#### GIVEN TEXT
┌──

A completely different connection to Kocar’s aesthetic can be found in Gwen Waight’s soft sculpture, Dirty Knees. It’s sculpted from “nude” colored hosiery, stuffed to Double D size, with knees mended in a slightly darker color, stitched on in circles, and then each one stitched again at the center to resemble a nipple. All together, it looks like a blooming conglomeration of boobs.
Not quite staring at those boobs is Ed Raffel’s animated sculptural piece, Big Fun—a pair of gigantic eyeglasses worthy of the beloved toy, nostalgia and gag store, with eyeballs that animate when a motion sensor is tripped: one eye with its spiral pattern and the other with a mirrored pupil, both spinning as if in a state of psychedelic intoxication.
A gathering of found-object sculptures in the middle of the room by Gail Trunik, Gail Crum, and Annie Becker all share a mix of nostalgia and whimsical humor with a shade of darkness. Gail Crum’s Evil Jack is a parody of a Jack-in-the-box. Gail Trunik’s Beer Run has a bulb-nosed man and his dog pulled along in their Leinenkugel’s wagon by a beady-eyed rat. And Annie Becker’s Cycle of Flight has an angelic, winged child figure riding a tricycle, with a box of Band Aid sheer strips, just in case of the inevitable. All have a nicked-up patina of nostalgia.

└──

#### GIVEN ENTRIES
┌──

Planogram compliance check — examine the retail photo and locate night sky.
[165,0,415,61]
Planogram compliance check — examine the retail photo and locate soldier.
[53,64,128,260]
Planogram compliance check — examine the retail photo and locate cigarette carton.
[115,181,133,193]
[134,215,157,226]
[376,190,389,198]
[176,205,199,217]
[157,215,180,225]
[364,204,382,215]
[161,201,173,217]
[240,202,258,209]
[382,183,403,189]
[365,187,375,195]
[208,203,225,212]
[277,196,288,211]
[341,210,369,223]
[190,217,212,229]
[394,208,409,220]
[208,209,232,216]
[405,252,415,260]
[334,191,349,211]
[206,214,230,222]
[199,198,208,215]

└──

#### WRITTEN REQUEST 1
Turn the paragraph of the exhibition review that begins "A gathering of found-object sculptures" into a bulleted list, retaining its main facts.
#### WRITTEN REQUEST 2
List every artwork the exhibition review mentions by title, and give the artist credited with each.

#### RESULT 1
- Found-object sculptures by Gail Trunik, Gail Crum, and Annie Becker stand together in the middle of the room and share nostalgia, whimsical humor, and a shade of darkness.
- Gail Crum's Evil Jack is a parody of a Jack-in-the-box.
- Gail Trunik's Beer Run shows a bulb-nosed man and his dog being pulled in their Leinenkugel's wagon by a beady-eyed rat.
- Annie Becker's Cycle of Flight shows an angelic, winged child figure riding a tricycle, accompanied by a box of Band Aid sheer strips.
- All of these works have a nicked-up patina of nostalgia.

#### RESULT 2
- Dirty Knees, by Gwen Waight
- Big Fun, by Ed Raffel
- Evil Jack, by Gail Crum
- Beer Run, by Gail Trunik
- Cycle of Flight, by Annie Becker